_YOUR TASK_: Transcribe the DeepSeek V3 article word for word, from "DeepSeek V3 scored" up to and including "time of comparison.".

_SELECTED TEXT_:
DeepSeek Releases V3 Model Rivaling GPT-4 at Fraction of Cost
DeepSeek V3 Shakes Up the AI Landscape
Chinese artificial intelligence company DeepSeek has released V3, a large language model that matches or exceeds GPT-4's performance on several major benchmarks while costing roughly one-tenth as much to run. The Hangzhou-based company published benchmark results alongside the model weights, which are available under an open-source license.
DeepSeek V3 scored 89.1 on MMLU, 78.3 on HumanEval, and 92.4 on GSM8K, placing it within the margin of error of OpenAI's GPT-4 Turbo on all three tests. The model uses a mixture-of-experts architecture with 671 billion total parameters but only 37 billion active during any given inference pass.
Cost Efficiency Is the Headline
The sparse architecture means DeepSeek V3 can run on far less hardware than dense models of comparable capability. API pricing is set at $0.27 per million input tokens and $1.10 per million output tokens — roughly 90% cheaper than GPT-4 Turbo's pricing at the time of comparison.
Liang Wenfeng, DeepSeek's founder and CEO, said the company trained V3 on a cluster of approximately 2,000 Nvidia H800 GPUs over two months. "Efficient architecture design matters more than brute-force compute scaling," Liang said in a blog post accompanying the release.

_RAW DATA_:

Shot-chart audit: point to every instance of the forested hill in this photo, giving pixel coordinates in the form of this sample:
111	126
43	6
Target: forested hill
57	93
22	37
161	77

_RESPONSE TO THE EXERCISE_:
DeepSeek V3 scored 89.1 on MMLU, 78.3 on HumanEval, and 92.4 on GSM8K, placing it within the margin of error of OpenAI's GPT-4 Turbo on all three tests. The model uses a mixture-of-experts architecture with 671 billion total parameters but only 37 billion active during any given inference pass.
Cost Efficiency Is the Headline
The sparse architecture means DeepSeek V3 can run on far less hardware than dense models of comparable capability. API pricing is set at $0.27 per million input tokens and $1.10 per million output tokens — roughly 90% cheaper than GPT-4 Turbo's pricing at the time of comparison.